» Directions:
Rewrite the lines starting with the line with "target: white jaguar e-type coupe" and going on through the line with "223L242 246L276 251L290", replacing "Trace" with "Draw" and leaving everything else unchanged.

» Information supplied:
--*--
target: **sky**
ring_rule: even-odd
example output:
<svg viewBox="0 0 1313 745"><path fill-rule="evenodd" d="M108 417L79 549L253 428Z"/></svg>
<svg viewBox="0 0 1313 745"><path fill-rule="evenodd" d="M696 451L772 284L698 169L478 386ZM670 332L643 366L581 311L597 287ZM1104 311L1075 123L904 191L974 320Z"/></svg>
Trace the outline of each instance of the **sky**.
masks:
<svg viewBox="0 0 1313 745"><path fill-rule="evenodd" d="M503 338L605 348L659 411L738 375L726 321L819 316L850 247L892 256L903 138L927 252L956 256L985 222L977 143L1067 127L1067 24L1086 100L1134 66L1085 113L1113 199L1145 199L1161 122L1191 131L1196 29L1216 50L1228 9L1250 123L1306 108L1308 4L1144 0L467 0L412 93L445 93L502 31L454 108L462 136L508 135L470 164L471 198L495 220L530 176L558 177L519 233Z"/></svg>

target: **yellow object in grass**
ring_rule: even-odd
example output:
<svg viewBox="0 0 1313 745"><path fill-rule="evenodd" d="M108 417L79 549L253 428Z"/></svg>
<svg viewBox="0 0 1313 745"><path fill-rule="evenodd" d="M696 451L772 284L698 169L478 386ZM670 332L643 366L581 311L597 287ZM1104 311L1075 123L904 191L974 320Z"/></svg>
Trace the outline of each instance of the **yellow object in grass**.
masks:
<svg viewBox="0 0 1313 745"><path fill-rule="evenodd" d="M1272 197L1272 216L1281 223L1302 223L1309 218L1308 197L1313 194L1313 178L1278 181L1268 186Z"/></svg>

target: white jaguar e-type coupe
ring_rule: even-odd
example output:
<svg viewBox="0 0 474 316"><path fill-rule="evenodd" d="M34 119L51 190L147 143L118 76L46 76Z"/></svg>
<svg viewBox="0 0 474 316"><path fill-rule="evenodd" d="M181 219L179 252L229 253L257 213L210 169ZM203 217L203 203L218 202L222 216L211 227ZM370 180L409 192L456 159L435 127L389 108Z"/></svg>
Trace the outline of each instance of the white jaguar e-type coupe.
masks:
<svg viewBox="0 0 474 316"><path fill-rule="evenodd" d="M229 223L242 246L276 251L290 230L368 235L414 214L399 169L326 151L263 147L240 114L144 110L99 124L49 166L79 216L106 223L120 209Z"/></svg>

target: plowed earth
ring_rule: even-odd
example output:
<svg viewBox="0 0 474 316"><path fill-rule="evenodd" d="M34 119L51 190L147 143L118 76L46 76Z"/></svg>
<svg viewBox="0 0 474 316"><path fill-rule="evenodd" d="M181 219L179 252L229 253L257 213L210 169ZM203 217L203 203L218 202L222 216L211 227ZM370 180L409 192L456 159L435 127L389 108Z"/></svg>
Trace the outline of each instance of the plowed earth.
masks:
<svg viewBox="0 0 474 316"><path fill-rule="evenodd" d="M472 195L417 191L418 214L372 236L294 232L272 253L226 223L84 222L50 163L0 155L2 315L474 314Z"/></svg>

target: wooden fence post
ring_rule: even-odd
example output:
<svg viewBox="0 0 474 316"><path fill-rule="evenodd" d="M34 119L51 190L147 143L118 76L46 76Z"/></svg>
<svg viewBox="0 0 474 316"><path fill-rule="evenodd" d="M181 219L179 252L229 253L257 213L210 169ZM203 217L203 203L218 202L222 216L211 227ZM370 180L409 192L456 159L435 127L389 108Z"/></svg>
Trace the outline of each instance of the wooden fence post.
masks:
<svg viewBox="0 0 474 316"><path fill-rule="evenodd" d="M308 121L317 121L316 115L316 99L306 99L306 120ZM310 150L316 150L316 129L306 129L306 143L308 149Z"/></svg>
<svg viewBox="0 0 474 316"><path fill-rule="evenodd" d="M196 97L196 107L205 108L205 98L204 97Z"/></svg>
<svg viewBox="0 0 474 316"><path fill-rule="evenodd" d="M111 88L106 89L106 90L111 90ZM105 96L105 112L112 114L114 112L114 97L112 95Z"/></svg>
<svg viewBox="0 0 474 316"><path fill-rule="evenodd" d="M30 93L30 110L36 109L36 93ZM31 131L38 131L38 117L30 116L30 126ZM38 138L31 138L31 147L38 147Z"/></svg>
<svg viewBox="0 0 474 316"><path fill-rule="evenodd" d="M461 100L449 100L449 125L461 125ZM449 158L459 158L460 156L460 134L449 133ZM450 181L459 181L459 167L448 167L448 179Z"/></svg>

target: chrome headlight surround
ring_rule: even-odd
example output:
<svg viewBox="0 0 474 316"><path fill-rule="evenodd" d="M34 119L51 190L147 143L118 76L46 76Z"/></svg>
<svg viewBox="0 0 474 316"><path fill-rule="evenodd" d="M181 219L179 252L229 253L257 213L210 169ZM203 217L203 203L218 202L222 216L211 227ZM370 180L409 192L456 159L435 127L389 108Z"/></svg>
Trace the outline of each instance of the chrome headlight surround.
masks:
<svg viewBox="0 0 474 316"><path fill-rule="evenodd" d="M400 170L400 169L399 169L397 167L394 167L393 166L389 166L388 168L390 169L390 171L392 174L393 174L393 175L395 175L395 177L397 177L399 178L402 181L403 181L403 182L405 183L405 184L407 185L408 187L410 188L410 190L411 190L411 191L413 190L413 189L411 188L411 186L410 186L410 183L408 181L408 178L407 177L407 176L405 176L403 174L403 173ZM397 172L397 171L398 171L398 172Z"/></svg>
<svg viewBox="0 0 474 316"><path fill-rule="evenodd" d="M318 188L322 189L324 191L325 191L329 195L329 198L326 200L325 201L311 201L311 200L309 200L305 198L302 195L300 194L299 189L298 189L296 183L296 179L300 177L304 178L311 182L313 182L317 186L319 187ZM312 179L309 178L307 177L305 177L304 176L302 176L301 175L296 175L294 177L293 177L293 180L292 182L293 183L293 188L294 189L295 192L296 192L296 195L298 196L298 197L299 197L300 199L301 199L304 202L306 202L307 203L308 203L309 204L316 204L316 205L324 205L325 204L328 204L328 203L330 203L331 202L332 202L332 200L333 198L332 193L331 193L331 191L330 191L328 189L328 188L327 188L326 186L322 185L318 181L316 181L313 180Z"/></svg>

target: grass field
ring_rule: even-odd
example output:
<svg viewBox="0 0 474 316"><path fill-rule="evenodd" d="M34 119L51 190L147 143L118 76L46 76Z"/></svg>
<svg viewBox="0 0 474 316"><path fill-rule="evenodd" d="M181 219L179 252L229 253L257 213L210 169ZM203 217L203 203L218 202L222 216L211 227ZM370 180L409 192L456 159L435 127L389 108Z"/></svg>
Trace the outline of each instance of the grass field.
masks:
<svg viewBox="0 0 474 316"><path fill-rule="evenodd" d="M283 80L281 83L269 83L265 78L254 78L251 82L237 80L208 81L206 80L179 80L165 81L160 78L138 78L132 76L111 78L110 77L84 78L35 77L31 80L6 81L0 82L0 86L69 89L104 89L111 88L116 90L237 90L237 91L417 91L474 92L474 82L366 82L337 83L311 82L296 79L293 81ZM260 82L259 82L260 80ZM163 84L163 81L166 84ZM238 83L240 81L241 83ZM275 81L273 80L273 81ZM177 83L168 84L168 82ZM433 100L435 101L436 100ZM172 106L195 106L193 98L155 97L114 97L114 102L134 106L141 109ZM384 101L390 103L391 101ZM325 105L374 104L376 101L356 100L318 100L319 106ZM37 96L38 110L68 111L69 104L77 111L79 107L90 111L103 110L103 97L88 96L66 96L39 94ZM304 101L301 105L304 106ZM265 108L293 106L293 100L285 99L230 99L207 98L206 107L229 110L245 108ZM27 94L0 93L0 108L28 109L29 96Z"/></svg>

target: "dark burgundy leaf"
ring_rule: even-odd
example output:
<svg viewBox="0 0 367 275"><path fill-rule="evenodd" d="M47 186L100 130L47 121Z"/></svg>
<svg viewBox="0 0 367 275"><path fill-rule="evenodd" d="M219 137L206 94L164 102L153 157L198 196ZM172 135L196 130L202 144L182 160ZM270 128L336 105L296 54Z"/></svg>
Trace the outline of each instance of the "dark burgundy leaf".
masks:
--*--
» Full response:
target: white jaguar e-type coupe
ring_rule: even-odd
example output:
<svg viewBox="0 0 474 316"><path fill-rule="evenodd" d="M34 119L51 190L147 143L118 76L46 76Z"/></svg>
<svg viewBox="0 0 474 316"><path fill-rule="evenodd" d="M181 219L179 252L229 253L257 213L210 169ZM203 217L203 203L218 202L222 216L211 227ZM370 180L409 192L456 159L435 127L389 108Z"/></svg>
Draw the outline of each instance of the white jaguar e-type coupe.
masks:
<svg viewBox="0 0 474 316"><path fill-rule="evenodd" d="M229 223L242 246L276 251L290 230L368 235L414 214L399 169L326 151L263 147L240 114L144 110L99 124L49 166L79 216L106 223L120 209Z"/></svg>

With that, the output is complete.